Note: I’ve been getting a lot of feedback from people asking for some shorter workshops. So Di and I have developed some weekend workshops in my favourite cities. They are going to be like giant shots of espresso – 48 hours of total photography – skills, fun, tonnes of image taking, setting challenges. These aren’t dawn workshops – but instead are focusing on capturing the spirit, people and landscape of each of these cool cities. More details.
A photo challenge for you
This challenge was inspired by the Picasso quote:
“There are painters who transform the sun to a yellow spot, but there are others who with the help of their art and their intelligence, transform a yellow spot into sun”
Yesterday I talked about the importance of sharing and showing your work. It gives your work a new dimension when other people engage with it. And I love to know that I am creating photos that make a connection with my viewer. I don’t want my photos to just be glanced at, then forgotten.
════════════════
■ The request ■
Copy everything in the photography note from "Yesterday I talked" down to "at, then forgotten.", replacing "viewer" with "audience".
════════════════
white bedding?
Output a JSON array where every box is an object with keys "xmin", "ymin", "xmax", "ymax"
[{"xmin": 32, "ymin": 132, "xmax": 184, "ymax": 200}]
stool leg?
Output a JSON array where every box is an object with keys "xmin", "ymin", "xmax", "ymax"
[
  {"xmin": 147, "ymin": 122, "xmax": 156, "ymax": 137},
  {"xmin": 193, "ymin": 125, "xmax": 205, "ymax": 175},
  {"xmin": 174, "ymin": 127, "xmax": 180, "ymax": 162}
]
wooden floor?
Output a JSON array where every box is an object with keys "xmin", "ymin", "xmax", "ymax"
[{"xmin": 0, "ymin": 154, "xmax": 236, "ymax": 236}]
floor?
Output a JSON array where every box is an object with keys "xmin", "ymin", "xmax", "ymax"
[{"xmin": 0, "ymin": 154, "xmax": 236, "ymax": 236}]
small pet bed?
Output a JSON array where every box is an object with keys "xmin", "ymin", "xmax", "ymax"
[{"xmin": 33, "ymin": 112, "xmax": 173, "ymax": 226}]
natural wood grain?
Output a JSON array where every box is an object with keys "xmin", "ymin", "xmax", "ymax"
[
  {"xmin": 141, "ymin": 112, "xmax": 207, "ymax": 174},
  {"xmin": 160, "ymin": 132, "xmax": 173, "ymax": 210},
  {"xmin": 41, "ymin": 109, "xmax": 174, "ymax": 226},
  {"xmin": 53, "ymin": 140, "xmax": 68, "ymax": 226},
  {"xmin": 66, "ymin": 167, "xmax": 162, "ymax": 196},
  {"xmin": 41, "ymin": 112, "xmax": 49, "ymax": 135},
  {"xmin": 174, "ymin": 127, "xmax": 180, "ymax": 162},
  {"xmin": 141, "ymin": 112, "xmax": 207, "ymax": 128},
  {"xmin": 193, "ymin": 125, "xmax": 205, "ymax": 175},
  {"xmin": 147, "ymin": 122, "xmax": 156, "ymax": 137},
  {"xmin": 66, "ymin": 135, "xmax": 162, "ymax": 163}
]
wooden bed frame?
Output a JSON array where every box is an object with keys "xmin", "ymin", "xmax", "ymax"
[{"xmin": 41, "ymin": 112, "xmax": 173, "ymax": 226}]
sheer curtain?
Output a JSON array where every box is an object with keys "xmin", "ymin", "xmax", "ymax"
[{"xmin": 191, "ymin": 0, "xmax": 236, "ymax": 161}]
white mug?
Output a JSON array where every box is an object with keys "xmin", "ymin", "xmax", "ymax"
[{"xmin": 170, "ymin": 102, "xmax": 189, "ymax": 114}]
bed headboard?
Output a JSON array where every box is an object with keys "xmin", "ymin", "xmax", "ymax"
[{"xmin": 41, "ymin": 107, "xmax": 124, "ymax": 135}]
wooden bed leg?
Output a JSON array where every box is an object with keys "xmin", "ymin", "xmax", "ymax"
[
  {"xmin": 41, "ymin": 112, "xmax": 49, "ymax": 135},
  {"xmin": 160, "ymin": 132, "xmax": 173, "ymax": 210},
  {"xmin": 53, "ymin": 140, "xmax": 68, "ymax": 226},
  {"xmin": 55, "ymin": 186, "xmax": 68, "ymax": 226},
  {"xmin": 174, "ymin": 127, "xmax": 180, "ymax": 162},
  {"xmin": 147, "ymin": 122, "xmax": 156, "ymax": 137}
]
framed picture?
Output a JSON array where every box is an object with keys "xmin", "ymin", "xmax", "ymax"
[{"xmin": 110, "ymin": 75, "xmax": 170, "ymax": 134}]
════════════════
■ Exercise result ■
Yesterday I talked about the importance of sharing and showing your work. It gives your work a new dimension when other people engage with it. And I love to know that I am creating photos that make a connection with my audience. I don’t want my photos to just be glanced at, then forgotten.